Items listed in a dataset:
┄┄┄┄┄┄┄┄┄┄

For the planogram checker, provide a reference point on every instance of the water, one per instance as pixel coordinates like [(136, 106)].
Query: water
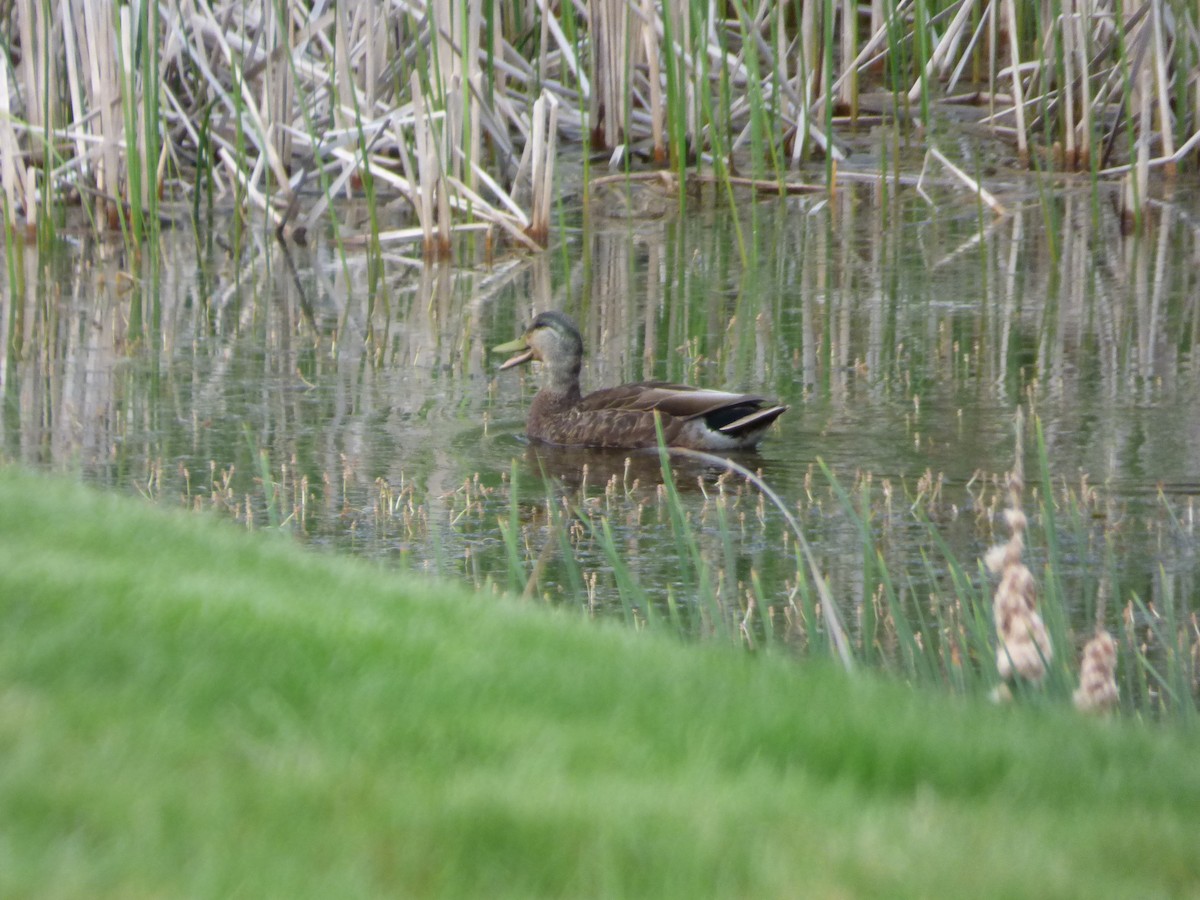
[(279, 388)]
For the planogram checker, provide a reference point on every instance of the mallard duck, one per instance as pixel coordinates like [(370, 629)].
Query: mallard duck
[(623, 417)]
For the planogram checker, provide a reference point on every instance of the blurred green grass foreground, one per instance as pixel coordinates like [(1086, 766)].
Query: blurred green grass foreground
[(187, 709)]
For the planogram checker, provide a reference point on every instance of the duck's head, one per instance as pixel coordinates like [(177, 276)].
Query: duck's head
[(553, 340)]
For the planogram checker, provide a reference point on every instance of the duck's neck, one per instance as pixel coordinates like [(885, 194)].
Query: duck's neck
[(559, 387)]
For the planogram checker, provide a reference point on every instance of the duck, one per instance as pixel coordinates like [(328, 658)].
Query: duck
[(624, 417)]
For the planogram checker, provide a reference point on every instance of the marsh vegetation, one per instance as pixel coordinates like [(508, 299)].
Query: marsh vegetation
[(264, 283)]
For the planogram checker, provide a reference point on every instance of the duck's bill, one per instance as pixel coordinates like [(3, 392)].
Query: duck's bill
[(519, 347)]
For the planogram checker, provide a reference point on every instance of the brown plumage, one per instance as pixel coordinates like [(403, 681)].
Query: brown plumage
[(624, 417)]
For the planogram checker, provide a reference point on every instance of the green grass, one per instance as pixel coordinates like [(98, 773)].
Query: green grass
[(187, 709)]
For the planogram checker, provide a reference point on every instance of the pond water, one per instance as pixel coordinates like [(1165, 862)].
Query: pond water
[(352, 400)]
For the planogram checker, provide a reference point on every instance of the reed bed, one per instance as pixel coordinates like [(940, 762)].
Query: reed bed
[(448, 118), (741, 565)]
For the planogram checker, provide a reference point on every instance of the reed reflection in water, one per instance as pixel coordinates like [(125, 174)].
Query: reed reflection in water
[(276, 385)]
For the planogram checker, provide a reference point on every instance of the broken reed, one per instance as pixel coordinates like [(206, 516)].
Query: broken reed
[(437, 105)]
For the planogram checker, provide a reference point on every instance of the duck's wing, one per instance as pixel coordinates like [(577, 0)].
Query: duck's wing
[(624, 417), (679, 401)]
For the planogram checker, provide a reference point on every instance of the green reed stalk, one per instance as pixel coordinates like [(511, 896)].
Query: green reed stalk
[(827, 67), (1174, 684), (762, 144), (151, 117), (922, 46), (676, 102)]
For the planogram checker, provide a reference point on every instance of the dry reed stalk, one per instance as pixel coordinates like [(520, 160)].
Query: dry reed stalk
[(610, 23), (654, 77), (972, 185), (1097, 690), (1023, 643), (1023, 142)]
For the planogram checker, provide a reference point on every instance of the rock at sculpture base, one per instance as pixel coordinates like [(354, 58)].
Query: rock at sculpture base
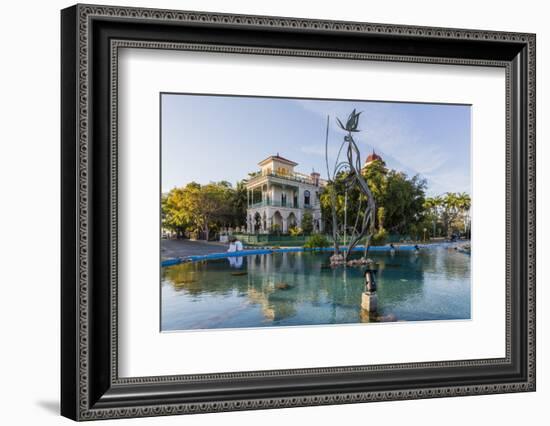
[(369, 301)]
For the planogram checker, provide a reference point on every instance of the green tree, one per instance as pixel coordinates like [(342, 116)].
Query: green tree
[(450, 210), (204, 208), (173, 213)]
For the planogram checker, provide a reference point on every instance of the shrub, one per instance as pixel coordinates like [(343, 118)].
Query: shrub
[(380, 238), (317, 241)]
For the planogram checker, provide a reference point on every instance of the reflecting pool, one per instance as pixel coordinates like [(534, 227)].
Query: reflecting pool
[(289, 289)]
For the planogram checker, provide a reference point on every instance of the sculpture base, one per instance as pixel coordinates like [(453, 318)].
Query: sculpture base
[(369, 301)]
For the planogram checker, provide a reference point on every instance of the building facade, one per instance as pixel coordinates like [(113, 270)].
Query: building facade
[(278, 197)]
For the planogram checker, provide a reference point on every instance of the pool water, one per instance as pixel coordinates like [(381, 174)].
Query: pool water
[(290, 289)]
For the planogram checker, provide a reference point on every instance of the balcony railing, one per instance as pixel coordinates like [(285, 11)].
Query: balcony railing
[(287, 204), (295, 177)]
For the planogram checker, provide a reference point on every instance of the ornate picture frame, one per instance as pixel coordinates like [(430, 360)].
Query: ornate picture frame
[(91, 38)]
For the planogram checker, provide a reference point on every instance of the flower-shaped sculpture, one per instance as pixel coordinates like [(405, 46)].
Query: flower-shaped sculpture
[(350, 167)]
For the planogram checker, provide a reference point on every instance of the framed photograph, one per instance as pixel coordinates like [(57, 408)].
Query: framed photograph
[(263, 212)]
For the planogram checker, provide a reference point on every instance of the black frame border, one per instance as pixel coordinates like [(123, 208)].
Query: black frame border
[(91, 388)]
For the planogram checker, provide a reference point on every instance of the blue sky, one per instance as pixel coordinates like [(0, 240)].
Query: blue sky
[(213, 138)]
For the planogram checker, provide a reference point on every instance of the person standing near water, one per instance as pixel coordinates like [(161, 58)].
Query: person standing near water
[(234, 245)]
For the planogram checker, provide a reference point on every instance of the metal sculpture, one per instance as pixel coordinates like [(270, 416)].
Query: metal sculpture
[(349, 167)]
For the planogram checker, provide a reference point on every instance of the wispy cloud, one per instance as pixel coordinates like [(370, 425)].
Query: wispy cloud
[(394, 135)]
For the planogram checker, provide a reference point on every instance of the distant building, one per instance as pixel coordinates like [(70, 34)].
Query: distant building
[(372, 158), (278, 197)]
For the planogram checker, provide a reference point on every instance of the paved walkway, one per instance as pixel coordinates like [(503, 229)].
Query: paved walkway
[(170, 249)]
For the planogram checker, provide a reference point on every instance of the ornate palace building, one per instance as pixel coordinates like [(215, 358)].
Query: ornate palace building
[(278, 197)]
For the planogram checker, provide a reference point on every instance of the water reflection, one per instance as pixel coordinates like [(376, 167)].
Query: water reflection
[(301, 289)]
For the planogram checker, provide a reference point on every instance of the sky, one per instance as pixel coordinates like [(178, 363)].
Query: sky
[(207, 138)]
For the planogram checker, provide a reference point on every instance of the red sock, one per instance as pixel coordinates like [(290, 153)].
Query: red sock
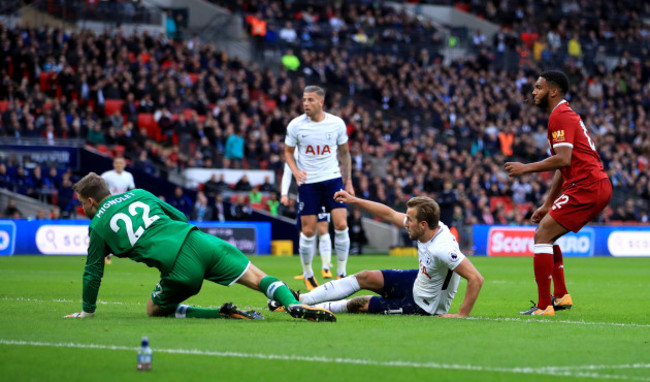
[(543, 264), (559, 286)]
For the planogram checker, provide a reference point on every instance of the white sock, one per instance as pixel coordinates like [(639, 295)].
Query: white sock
[(325, 250), (181, 310), (342, 245), (306, 250), (340, 306), (332, 290)]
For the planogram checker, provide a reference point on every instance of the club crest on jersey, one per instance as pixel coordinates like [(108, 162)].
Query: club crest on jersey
[(453, 256), (318, 150)]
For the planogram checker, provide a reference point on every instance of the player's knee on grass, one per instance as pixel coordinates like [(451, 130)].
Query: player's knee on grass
[(154, 310), (548, 231), (359, 304), (371, 280)]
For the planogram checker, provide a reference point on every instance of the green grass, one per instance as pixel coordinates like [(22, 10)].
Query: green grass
[(605, 336)]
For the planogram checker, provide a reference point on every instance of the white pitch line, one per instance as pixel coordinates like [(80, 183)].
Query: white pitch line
[(567, 371), (513, 319), (551, 321)]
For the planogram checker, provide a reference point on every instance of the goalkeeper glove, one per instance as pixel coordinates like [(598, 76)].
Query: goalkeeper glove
[(80, 315)]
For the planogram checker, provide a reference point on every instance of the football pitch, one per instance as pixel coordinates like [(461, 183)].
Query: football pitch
[(606, 336)]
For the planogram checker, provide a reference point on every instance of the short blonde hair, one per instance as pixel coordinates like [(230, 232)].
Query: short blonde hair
[(427, 210), (92, 186)]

┄┄┄┄┄┄┄┄┄┄

* _DO THIS_
Please present all the rows above as a numbered list, with blank lines and the pictures left out.

* _TASK SOLUTION_
1. For the planogram checker, provide a reference point on every instance of the water, one per instance as pixel coordinates like [(136, 106)].
2. Query: water
3. [(279, 388)]
4. For the planogram checker, provide a reference point on every instance of the mallard duck, one per instance as pixel coordinates like [(370, 629)].
5. Query: mallard duck
6. [(623, 417)]
7. For the planogram checker, provide a reference point on every instance of the blurred green grass foreground, one per instance as pixel coordinates like [(1086, 766)].
8. Query: blurred green grass foreground
9. [(187, 709)]
10. For the planogram checker, provide a reference point on every instance of the duck's head, one per instance as pixel coordinates like [(177, 276)].
11. Query: duck's head
12. [(553, 340)]
13. For the planogram checker, provide a reference point on every instance of the duck's neck, one per instance as pixel coordinates like [(885, 194)].
14. Query: duck's neck
15. [(559, 387)]
16. For the planogram checker, provide a reference point on every instance of the duck, one per instance as pixel coordinates like [(328, 658)].
17. Query: duck
18. [(624, 417)]
19. For the planogram checker, provide a reference point on every instance of the marsh vegetation, one per instance as pixel coordinates like [(508, 299)].
20. Query: marsh vegetation
21. [(264, 283)]
22. For the planogram checker, provide a reference point on every instance of the duck's bill, one per instance as pixel coordinates like [(3, 392)].
23. Query: duck's bill
24. [(519, 347)]
25. For the planogram checker, provide a reference point on every instance of the brown plumage, one per instance as pixel coordinates like [(403, 681)].
26. Query: brown plumage
27. [(624, 417)]
28. For the planogram checker, provide a reference point on every instance of the green grass, one per instance as pixel coordinates like [(98, 773)].
29. Query: green grass
30. [(187, 709)]
31. For the planogram checker, provide a reference point on every instance of the pond water, one per instance as pixel coordinates like [(1165, 862)].
32. Query: pond water
33. [(352, 400)]
34. For the planogram checker, provide a reference point on every instance of the reed bed, one per instance as pixel coordinates like [(940, 762)].
35. Query: reed bed
36. [(448, 118), (741, 565)]
37. For the planogram checker, provide a reference point on every instance of the reed reflection in water, one per instance as pixel coordinates like [(125, 174)].
38. Query: reed reflection in water
39. [(276, 385)]
40. For the planogram checker, provide a reference point on every instance of the broken reed, one per instance as pixel coordinates like [(206, 516)].
41. Query: broken reed
42. [(437, 105)]
43. For the planogram checker, provide a reference point on every instance of the duck's wing, one per instance as pixel coordinates like [(577, 0)].
44. Query: duck's wing
45. [(624, 417), (679, 401)]
46. For the planogram checker, provide a reference point on every instance of the green reed stalk, one per instance as pixel coordinates like [(511, 896)].
47. Query: green reed stalk
48. [(827, 67), (1174, 684), (762, 144), (151, 117), (922, 46), (676, 102)]
49. For the planogram checker, provide a reference point on every instance of the dry reed stalk, one per instance as pixel coordinates like [(520, 160)].
50. Query: dry reed stalk
51. [(610, 23), (654, 77), (972, 185), (1097, 690), (1023, 643), (1023, 142)]
52. For the planogram checker, provide a reference point on every instance of the rock at sculpture base, one per instance as pixel coordinates like [(354, 58)].
53. Query: rock at sculpture base
54. [(369, 301)]
55. For the planogram checker, provide a reference point on every instance of the green tree, one per instance as pixel coordinates like [(342, 116)].
56. Query: green tree
57. [(450, 210), (204, 208), (173, 213)]
58. For the planogram checker, provide a reference point on every instance of the shrub, one per instance as pixel coordinates like [(343, 118)].
59. Query: shrub
60. [(380, 238), (317, 241)]
61. For the planogram checker, provide a reference point on every instance of the reflecting pool, one per instance as pixel coordinates like [(534, 227)].
62. Query: reflecting pool
63. [(289, 289)]
64. For the planogram checker, provide a reference point on every instance of the sculpture base, one per instance as pixel coordinates like [(453, 318)].
65. Query: sculpture base
66. [(369, 301)]
67. For the planogram checker, provide a reference point on every instance of the building facade, one per instance as pixel coordinates like [(113, 270)].
68. Query: building facade
69. [(278, 197)]
70. For the planogram checker, provide a reference point on every instance of the pool water, one per instance as pixel coordinates like [(381, 174)].
71. Query: pool water
72. [(290, 289)]
73. For the planogram checker, provide a reference point on every instance of the balcony railing, one per instance as pixel coordinates like [(285, 11)].
74. Query: balcony railing
75. [(287, 204), (295, 177)]
76. For the planogram checker, provide a reference point on every instance of the ornate picture frame, one per instance as pixel coordinates like [(430, 360)].
77. Query: ornate picture frame
78. [(91, 38)]
79. For the planogram checker, provide a reference point on every instance of the flower-shaped sculpture, one per instance as pixel coordinates like [(405, 46)].
80. Query: flower-shaped sculpture
81. [(350, 167)]
82. For the planogram checker, provide a reference point on every instance of the framed photograph, one per instance as pixel coordinates like [(57, 408)].
83. Query: framed photograph
84. [(263, 212)]
85. For the planogram checker, provide a reference point on every instance of the black frame border, one per instance as pixel coordinates like [(123, 208)].
86. Query: black frame border
87. [(91, 388)]
88. For the planogram checker, provide a reference point on every instance of the blue sky, one per instance as pixel coordinates like [(0, 240)].
89. Query: blue sky
90. [(213, 138)]
91. For the planogram checker, provide a reference point on every instance of the person standing near water, one per instance as pixel coordinates like [(161, 58)].
92. Query: person standing near water
93. [(234, 245)]
94. For the planogram checker, provide a reference point on every instance of the metal sculpture, one per instance as pixel coordinates like [(270, 416)].
95. Query: metal sculpture
96. [(349, 167)]
97. For the planogram checker, provide a reference point on every instance of the wispy cloud, one per instance as pixel coordinates like [(370, 425)].
98. Query: wispy cloud
99. [(394, 135)]
100. For the planogram checker, provide a reference point on every instance of the distant building, one per instance as pixel coordinates like [(70, 34)].
101. Query: distant building
102. [(372, 158), (278, 197)]
103. For the planogram checker, provide a reference point on every instance of the paved walkway, one per instance as pixel coordinates like [(503, 229)].
104. Query: paved walkway
105. [(170, 249)]
106. For the planogram checker, provide a reference point on every instance of the ornate palace building, one per instance as pixel coordinates like [(215, 358)].
107. Query: ornate palace building
108. [(278, 197)]
109. For the planogram checker, provide a reference point on every instance of the water reflection, one per instance as pixel coordinates like [(376, 167)].
110. Query: water reflection
111. [(301, 289)]
112. For the planogram checker, provide a reference point on every instance of the sky, one per instance as pixel coordinates like [(178, 363)].
113. Query: sky
114. [(207, 138)]
115. For the planogram checker, provide a reference point on every instance of the red sock, one per instance as pixel coordinates like [(290, 153)].
116. Query: red sock
117. [(543, 264), (559, 286)]
118. For the planogram checker, provide a reference point on every instance of the white sock, one per instance as pixel coordinates like [(639, 295)].
119. Query: white sock
120. [(325, 250), (181, 310), (342, 245), (306, 250), (340, 306), (332, 290)]
121. For the planogram checker, provide a reference point on every instance of the club crest on jersey, one per instance as pixel coordinates like [(108, 162)].
122. Query: club crest on jersey
123. [(453, 256), (318, 150)]
124. For the planogram checker, provide a reference point on every instance of the player's knee on grass, one per instance as pixel coordinates like [(451, 130)].
125. Query: player's knee on grass
126. [(154, 310), (548, 231), (359, 304), (371, 280)]
127. For the planogram checker, provide a reference point on every instance of the green grass, one per instance as pixel coordinates like [(22, 10)].
128. Query: green grass
129. [(605, 336)]
130. For the planogram checker, provide a reference point on every instance of the white pitch line, one per instance as pixel coordinates like [(80, 183)].
131. Query: white pitch line
132. [(567, 371), (513, 319), (551, 321)]
133. For the planogram checker, provide a reference point on every instance of the goalkeeper glove, one per instance as pixel coordinates like [(598, 76)].
134. Query: goalkeeper glove
135. [(80, 315)]
136. For the planogram checker, provide a reference point on every instance of the football pitch, one per instance as pixel coordinates like [(461, 183)].
137. Query: football pitch
138. [(606, 336)]
139. For the planogram checker, provide a reference point on every instance of the short blonde hair, one per instance as pixel coordinates like [(230, 232)].
140. Query: short blonde hair
141. [(427, 210), (92, 186)]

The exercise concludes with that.